## Given request 1
Copy, word for word, the part of the letter to Yi Siong of 2012 that begins at the words "If we ever get" and ends after "be worth it.".
## Given request 2
Write the next part of the letter to Yi Siong of 2012, picking up after its last sentence.

## Text block
========================

This Letter is addressed to his younger self in the third year of law school, who was then struggling with mediocre school results and failing to secure a training contract.

Dear Yi Siong of 2012,

If we ever get to meet, I don’t think you’d recognise me. We look somewhat the same, yes, but the four years which separate us will change you irrevocably. For the better or worse, you ask? I can’t say. Maybe the Yi Siong of 2020 will write to us one day.

Speaking of which, hindsight is 20/20. What I can tell you is that, contrary to your current neuroses, you will definitely become a better student by the time you graduate. Your experiences in law school will shape your practice as a lawyer, and you will have picked up important hard and soft skills that will make your life as a junior associate easier. The process to get there, however, will not be very pleasant. It will even be painful sometimes. But the payoff at the end will be worth it.

Where do I begin? Not having a training contract in the middle of your third year is a good place to start. You will, with the arrogance of youth, have only applied to join a certain firm even though the rest of your friends have sent their CVs to at least five firms. You will then pin all your hopes and dreams in joining said firm and refuse to consider anywhere else. And when you inevitably get rejected, you will feel that your entire world has collapsed. You will float through the corridors of school, listless and depressed, afraid that you will never be a lawyer now.

As your future self, I can safely say: grow up. In 2012 there was still a shortage rather than a glut of junior lawyers, and the worry was not getting your first-choice firm rather than not being hired at all. Not getting a training contract on your first try will turn out to be a minor setback. Especially since you brought it upon yourself when you applied to one firm only. This incident will teach you the importance of always having a contingency plan, and not to put all your eggs in one basket.

But I suppose I ought to be more sympathetic, especially since you are my younger and not so smart self. You will realise that it was a blessing in disguise not to have gotten into this firm. Top management, which so eloquently won you over with their high-minded ideals of integrating philosophy and practice, will have departed by the time you graduate. This firm will instead become like any other: long hours, limited autonomy over your work, and leaders divorced from the realities on the ground. It is not a place in which you would have flourished.

========================

## Material

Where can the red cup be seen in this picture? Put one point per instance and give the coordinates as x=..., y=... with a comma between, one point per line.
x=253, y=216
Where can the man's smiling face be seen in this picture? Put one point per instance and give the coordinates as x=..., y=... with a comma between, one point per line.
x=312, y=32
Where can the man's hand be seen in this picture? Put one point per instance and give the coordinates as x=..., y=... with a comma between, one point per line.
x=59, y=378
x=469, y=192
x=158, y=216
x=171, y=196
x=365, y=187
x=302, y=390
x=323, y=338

========================

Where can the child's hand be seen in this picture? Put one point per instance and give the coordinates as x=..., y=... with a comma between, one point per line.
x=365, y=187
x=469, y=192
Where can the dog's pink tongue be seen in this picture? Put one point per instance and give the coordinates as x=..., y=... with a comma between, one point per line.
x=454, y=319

========================

## Expected answer 1
If we ever get to meet, I don’t think you’d recognise me. We look somewhat the same, yes, but the four years which separate us will change you irrevocably. For the better or worse, you ask? I can’t say. Maybe the Yi Siong of 2020 will write to us one day.

Speaking of which, hindsight is 20/20. What I can tell you is that, contrary to your current neuroses, you will definitely become a better student by the time you graduate. Your experiences in law school will shape your practice as a lawyer, and you will have picked up important hard and soft skills that will make your life as a junior associate easier. The process to get there, however, will not be very pleasant. It will even be painful sometimes. But the payoff at the end will be worth it.

## Expected answer 2
Another hard-earned lesson concerns your academic results. At this point in time, you will still be floundering right smack in the middle of the bell curve. You will still be convinced of your own superior reasoning and writing skills, and will blame your lack of ‘A’s on your professors and a grading system that rewards quantity over quality. But really, no one owes you a good grade and your results are meant to be an objective reflection of your skill level. You are not entitled to a perfect GPA, and if you want it then you will jolly well have to earn it the hard way. You will soon realise that maybe you’re not that smart after all, and the bookworms squatting in the library you once mocked do actually know something that you don’t. If you’d gotten off your high horse earlier you might have graduated with better results, but hey, at least you will realise the importance of self-awareness. By eating humble pie, you will understand another one of life’s important lessons: it costs nothing to humble yourself and learn from others.  

I could go on and on about the other harsh truths you end up learning in between now and your entry into the working world. About how grades are ultimately just one aspect of good lawyering, and how your legal philosophy class turned out to be highly relevant when dealing with clients. But sometimes the best way to learn is to make your own mistakes. So, until the Yi Siong of 2020 gets back to us on whether we make it in the legal world, I bid you farewell. Try to remember that there is a bigger world outside of law school. Get out of the library and smell some roses. There is more to life than just law reports and journal articles.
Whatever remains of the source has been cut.